<<<<
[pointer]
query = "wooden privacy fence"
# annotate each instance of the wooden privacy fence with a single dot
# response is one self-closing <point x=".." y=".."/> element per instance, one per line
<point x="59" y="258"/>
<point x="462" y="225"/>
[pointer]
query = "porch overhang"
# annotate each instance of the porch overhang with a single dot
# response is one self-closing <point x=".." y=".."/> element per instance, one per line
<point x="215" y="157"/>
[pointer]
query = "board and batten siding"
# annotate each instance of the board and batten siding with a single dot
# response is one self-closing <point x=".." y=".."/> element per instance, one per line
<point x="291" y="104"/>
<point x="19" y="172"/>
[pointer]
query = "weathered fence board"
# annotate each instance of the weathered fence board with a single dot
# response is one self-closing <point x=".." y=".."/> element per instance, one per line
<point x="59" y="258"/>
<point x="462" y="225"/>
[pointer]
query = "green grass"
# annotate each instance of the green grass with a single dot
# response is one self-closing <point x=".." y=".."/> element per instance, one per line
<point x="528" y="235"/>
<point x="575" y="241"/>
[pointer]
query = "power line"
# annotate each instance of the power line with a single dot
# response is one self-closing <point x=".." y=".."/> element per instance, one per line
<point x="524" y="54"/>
>>>>
» Written instruction
Copy the data above line for line, changing no character.

» Task result
[pointer]
query = "wooden privacy fence"
# annotate each instance of the wooden privacy fence with a single dot
# response is one self-closing <point x=".." y=".."/> element per instance, one per line
<point x="59" y="258"/>
<point x="462" y="225"/>
[pointer]
query = "porch overhang"
# annotate each instance of the porch overhang with a single dot
# response is one self-closing <point x=".." y=".."/> element per instance, one per line
<point x="215" y="157"/>
[pointer]
query = "board and batten siding"
# annotate each instance of the board and batten siding with a single dot
# response is one self-closing <point x=".." y=".."/> element per instance, one per line
<point x="291" y="104"/>
<point x="19" y="172"/>
[pointer]
query = "weathered fence board"
# annotate each instance of the weathered fence board with a single dot
# response is one self-closing <point x=".." y=".."/> element per instance, one per line
<point x="59" y="258"/>
<point x="462" y="225"/>
[pointer]
query = "green grass"
# annotate each instance of the green grass with a single dot
# response is one self-closing <point x=".." y=".."/> element per instance, one per line
<point x="528" y="235"/>
<point x="575" y="241"/>
[pointer]
query = "power line"
# annotate each instance of the power line with a single dot
# response is one self-closing <point x=".." y=".."/> element per instance, one per line
<point x="524" y="54"/>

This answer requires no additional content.